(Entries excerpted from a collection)
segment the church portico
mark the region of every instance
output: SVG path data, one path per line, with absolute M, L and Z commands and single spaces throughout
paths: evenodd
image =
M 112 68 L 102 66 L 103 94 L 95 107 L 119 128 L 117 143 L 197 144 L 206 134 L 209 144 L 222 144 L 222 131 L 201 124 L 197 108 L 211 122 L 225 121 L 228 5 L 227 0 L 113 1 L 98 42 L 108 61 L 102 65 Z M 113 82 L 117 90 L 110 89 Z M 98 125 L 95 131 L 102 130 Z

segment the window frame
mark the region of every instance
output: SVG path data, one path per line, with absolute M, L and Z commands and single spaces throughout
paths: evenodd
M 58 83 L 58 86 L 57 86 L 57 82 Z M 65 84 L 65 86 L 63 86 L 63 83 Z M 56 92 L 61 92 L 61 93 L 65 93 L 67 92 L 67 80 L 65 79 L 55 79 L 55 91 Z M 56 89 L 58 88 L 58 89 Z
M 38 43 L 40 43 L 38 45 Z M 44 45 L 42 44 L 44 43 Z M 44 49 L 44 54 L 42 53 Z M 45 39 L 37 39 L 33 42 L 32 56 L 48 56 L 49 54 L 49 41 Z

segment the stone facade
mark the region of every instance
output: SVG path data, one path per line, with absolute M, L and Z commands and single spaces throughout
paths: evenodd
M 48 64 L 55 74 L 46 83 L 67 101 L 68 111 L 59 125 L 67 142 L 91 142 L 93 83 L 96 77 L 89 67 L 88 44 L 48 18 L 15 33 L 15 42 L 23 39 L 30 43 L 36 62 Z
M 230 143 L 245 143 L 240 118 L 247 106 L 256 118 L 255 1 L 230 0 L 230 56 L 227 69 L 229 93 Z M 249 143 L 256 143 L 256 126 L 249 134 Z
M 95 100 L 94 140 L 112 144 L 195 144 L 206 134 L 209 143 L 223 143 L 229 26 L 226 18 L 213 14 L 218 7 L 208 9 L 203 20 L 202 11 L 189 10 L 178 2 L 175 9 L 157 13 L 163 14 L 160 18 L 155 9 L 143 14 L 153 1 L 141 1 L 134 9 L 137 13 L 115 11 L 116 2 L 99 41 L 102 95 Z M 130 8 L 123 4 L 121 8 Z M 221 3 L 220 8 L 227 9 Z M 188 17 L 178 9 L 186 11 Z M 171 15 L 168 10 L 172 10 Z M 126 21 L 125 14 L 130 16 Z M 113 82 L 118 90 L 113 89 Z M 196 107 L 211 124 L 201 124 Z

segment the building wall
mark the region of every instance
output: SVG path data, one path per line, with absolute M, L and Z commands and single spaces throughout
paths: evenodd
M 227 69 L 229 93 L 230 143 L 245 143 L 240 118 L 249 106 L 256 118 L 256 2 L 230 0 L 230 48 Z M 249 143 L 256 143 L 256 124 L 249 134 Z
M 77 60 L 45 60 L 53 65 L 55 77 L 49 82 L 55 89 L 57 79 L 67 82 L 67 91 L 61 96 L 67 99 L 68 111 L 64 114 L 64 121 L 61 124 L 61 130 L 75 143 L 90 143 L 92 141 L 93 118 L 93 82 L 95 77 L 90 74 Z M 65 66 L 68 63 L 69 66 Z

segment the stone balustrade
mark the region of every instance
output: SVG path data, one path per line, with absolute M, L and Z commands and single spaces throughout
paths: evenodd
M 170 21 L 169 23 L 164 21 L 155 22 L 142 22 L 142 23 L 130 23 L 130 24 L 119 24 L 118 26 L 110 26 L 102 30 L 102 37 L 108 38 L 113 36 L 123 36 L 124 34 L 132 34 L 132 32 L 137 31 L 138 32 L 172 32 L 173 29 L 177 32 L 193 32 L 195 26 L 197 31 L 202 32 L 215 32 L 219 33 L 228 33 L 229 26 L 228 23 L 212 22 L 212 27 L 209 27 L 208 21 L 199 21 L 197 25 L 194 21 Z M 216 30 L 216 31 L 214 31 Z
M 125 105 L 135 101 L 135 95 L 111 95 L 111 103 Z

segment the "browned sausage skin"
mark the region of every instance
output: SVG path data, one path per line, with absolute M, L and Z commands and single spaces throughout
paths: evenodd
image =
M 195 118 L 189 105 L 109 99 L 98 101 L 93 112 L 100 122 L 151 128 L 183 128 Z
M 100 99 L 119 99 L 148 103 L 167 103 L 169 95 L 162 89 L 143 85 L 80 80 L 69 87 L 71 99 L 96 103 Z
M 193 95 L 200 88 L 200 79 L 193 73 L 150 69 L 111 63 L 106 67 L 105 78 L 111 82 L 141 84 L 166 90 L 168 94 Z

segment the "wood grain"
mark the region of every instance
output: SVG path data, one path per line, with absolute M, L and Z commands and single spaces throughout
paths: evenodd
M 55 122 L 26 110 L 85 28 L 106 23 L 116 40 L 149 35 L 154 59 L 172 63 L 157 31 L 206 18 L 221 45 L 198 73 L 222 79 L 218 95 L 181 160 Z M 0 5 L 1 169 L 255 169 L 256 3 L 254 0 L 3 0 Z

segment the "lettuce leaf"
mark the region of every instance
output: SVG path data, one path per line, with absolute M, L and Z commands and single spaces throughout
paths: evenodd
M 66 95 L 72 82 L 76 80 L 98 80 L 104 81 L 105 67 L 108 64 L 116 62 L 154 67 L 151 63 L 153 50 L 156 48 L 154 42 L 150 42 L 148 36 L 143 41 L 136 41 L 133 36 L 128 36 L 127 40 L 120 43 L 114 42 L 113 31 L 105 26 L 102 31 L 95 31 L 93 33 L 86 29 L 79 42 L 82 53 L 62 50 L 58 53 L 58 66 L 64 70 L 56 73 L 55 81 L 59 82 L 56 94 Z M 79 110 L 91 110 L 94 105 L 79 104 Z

* _Your goal_: Turn every entry above into one numbered list, giving each line its own number and leaving out the blank lines.

* _Reply_:
1. segment the church portico
2. mark the region of every instance
3. output: SVG path data, one path per line, with absolute M, L and Z commands and single spaces throughout
4. paths: evenodd
5. image =
6. M 112 68 L 102 66 L 103 94 L 95 107 L 119 128 L 117 143 L 197 144 L 206 134 L 209 144 L 222 144 L 222 131 L 201 124 L 197 108 L 211 122 L 225 121 L 228 5 L 227 0 L 113 1 L 98 42 L 108 61 L 102 65 Z M 113 82 L 117 90 L 110 89 Z M 98 125 L 95 131 L 102 130 Z
7. segment the window frame
8. mark the region of every instance
9. output: SVG path data, one path per line, with absolute M, L and Z commands and single spaces throughout
10. paths: evenodd
11. M 58 83 L 58 86 L 57 86 L 57 82 Z M 65 84 L 65 86 L 63 86 L 63 83 Z M 56 92 L 61 92 L 61 93 L 65 93 L 67 92 L 67 80 L 65 79 L 55 79 L 55 91 Z M 56 89 L 58 88 L 58 89 Z
12. M 38 43 L 40 43 L 38 45 Z M 44 45 L 42 44 L 44 43 Z M 44 49 L 44 54 L 42 53 Z M 45 39 L 37 39 L 33 42 L 32 56 L 48 56 L 49 54 L 49 41 Z
13. segment the stone facade
14. mark the region of every instance
15. output: SVG path data, one path per line, with absolute M, L and Z commands and single spaces throughout
16. paths: evenodd
17. M 48 64 L 55 74 L 46 83 L 67 101 L 68 111 L 59 125 L 67 142 L 91 142 L 93 83 L 96 77 L 89 67 L 88 44 L 48 18 L 15 33 L 15 42 L 23 39 L 30 43 L 36 62 Z
18. M 230 143 L 245 143 L 240 118 L 247 106 L 256 118 L 255 1 L 230 0 L 230 56 L 227 69 L 229 93 Z M 249 143 L 256 143 L 256 126 L 249 134 Z
19. M 95 100 L 94 140 L 112 144 L 195 144 L 206 134 L 209 143 L 223 143 L 229 26 L 226 18 L 213 14 L 218 7 L 208 9 L 203 20 L 202 11 L 189 10 L 178 2 L 175 9 L 157 13 L 163 14 L 160 18 L 155 9 L 143 14 L 153 1 L 141 1 L 134 9 L 137 13 L 115 11 L 116 2 L 99 41 L 102 95 Z M 130 8 L 123 4 L 121 8 Z M 221 3 L 220 8 L 227 9 Z M 188 17 L 178 9 L 186 11 Z M 171 15 L 168 10 L 172 10 Z M 126 21 L 125 14 L 130 16 Z M 113 82 L 118 90 L 113 89 Z M 196 107 L 211 124 L 201 124 Z
20. segment the building wall
21. mark the region of every instance
22. output: SVG path data, one path per line, with absolute M, L and Z commands and single spaces throughout
23. paths: evenodd
24. M 227 69 L 229 93 L 230 143 L 245 143 L 240 118 L 249 106 L 256 118 L 256 2 L 230 0 L 230 48 Z M 249 143 L 256 143 L 256 124 L 249 134 Z
25. M 77 60 L 45 60 L 53 65 L 55 77 L 49 82 L 55 89 L 57 79 L 67 82 L 67 91 L 61 96 L 67 99 L 68 111 L 64 114 L 64 121 L 61 124 L 61 130 L 75 143 L 90 143 L 92 141 L 93 118 L 93 82 L 95 77 L 90 74 Z M 65 66 L 68 63 L 69 66 Z
26. segment the stone balustrade
27. mark the region of every instance
28. output: SVG path data, one path per line, with absolute M, L and Z commands and single spaces throughout
29. paths: evenodd
30. M 170 21 L 169 23 L 164 21 L 155 22 L 142 22 L 142 23 L 130 23 L 130 24 L 119 24 L 118 26 L 110 26 L 102 30 L 102 37 L 108 38 L 113 36 L 123 36 L 124 34 L 132 34 L 132 32 L 137 31 L 138 32 L 172 32 L 173 29 L 177 32 L 193 32 L 195 26 L 197 31 L 202 32 L 215 32 L 219 33 L 228 33 L 229 26 L 228 23 L 212 22 L 212 27 L 209 27 L 208 21 L 199 21 L 197 25 L 194 21 Z M 216 30 L 216 31 L 214 31 Z
31. M 125 105 L 135 101 L 135 95 L 111 95 L 111 103 Z
32. segment the "browned sausage skin"
33. mark the region of every instance
34. output: SVG path data, one path per line, with absolute M, L and Z commands and single spaces throughout
35. paths: evenodd
36. image =
37. M 195 118 L 189 105 L 109 99 L 98 101 L 93 112 L 100 122 L 151 128 L 183 128 Z
38. M 100 99 L 119 99 L 148 103 L 167 103 L 169 95 L 162 89 L 143 85 L 80 80 L 69 87 L 71 99 L 96 103 Z
39. M 193 95 L 200 88 L 200 79 L 193 73 L 150 69 L 111 63 L 106 67 L 105 78 L 111 82 L 141 84 L 166 90 L 168 94 Z
40. segment the "wood grain"
41. mark the region of every instance
42. output: SVG path data, one path per line, with absolute M, L and Z commands and single spaces throughout
43. paths: evenodd
44. M 55 122 L 26 110 L 85 28 L 106 23 L 116 40 L 149 35 L 154 59 L 172 63 L 157 31 L 206 18 L 221 45 L 198 73 L 222 79 L 218 95 L 181 160 Z M 0 5 L 1 169 L 255 169 L 256 3 L 254 0 L 3 0 Z
45. segment the "lettuce leaf"
46. mark the region of every instance
47. output: SVG path data, one path per line, with absolute M, L and Z commands and single spaces throughout
48. paths: evenodd
49. M 66 95 L 72 82 L 76 80 L 98 80 L 104 81 L 105 67 L 108 64 L 116 62 L 154 67 L 151 63 L 153 50 L 156 48 L 154 42 L 150 42 L 148 36 L 143 41 L 136 41 L 133 36 L 128 36 L 127 40 L 120 43 L 114 42 L 113 31 L 105 26 L 102 31 L 95 31 L 93 33 L 86 29 L 79 42 L 82 53 L 62 50 L 58 53 L 58 66 L 64 70 L 56 73 L 55 81 L 59 82 L 56 94 Z M 79 110 L 91 110 L 94 105 L 79 104 Z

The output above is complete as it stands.